# GOAL
Please pick out every line of the rows below that contains the string "sunset", matching its case exactly.
[start RECORDS FOR PROCESSING]
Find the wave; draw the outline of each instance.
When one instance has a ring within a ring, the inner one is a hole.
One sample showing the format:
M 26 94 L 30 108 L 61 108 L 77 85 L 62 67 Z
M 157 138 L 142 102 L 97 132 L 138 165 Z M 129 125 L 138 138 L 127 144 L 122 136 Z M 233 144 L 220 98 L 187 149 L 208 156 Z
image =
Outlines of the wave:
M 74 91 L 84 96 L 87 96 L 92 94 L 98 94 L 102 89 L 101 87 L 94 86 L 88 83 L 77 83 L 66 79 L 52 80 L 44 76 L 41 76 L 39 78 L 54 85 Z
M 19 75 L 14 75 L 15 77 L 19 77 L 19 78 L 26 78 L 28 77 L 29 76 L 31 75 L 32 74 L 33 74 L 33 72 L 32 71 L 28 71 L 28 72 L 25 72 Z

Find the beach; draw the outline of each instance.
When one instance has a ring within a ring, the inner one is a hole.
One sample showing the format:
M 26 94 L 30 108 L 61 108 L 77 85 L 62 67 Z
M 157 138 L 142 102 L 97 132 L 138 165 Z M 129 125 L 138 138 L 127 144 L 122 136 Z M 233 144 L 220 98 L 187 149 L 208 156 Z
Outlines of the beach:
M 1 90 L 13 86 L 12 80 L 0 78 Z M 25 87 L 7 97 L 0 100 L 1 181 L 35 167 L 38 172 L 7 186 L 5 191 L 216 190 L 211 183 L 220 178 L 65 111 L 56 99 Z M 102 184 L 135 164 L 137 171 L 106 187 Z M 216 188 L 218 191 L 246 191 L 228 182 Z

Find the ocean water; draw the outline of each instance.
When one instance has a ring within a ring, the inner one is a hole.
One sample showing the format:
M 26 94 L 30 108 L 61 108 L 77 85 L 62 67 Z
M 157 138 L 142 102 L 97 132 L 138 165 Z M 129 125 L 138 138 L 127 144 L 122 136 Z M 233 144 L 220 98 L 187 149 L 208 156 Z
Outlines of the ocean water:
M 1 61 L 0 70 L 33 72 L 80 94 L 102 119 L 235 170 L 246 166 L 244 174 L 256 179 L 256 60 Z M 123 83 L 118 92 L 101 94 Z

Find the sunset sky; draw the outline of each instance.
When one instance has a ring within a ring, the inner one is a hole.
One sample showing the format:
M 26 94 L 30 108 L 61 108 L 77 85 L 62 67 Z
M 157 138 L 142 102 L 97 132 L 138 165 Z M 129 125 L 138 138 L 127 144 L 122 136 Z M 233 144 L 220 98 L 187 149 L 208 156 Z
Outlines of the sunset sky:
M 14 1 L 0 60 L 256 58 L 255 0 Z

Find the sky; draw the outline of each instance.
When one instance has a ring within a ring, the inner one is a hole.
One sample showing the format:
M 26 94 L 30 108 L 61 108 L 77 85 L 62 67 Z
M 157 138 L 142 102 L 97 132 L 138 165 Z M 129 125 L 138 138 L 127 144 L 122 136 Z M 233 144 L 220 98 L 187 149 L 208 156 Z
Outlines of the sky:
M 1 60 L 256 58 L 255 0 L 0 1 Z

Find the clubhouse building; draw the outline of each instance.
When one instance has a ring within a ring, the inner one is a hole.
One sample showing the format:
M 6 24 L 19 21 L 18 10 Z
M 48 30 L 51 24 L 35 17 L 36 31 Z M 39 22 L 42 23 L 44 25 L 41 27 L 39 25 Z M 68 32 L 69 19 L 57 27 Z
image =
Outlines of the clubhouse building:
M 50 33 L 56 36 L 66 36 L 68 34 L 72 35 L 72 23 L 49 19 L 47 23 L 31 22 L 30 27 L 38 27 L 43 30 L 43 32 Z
[end RECORDS FOR PROCESSING]
# WRITTEN RESPONSE
Find the sunset sky; draw the outline of each instance.
Outlines of the sunset sky:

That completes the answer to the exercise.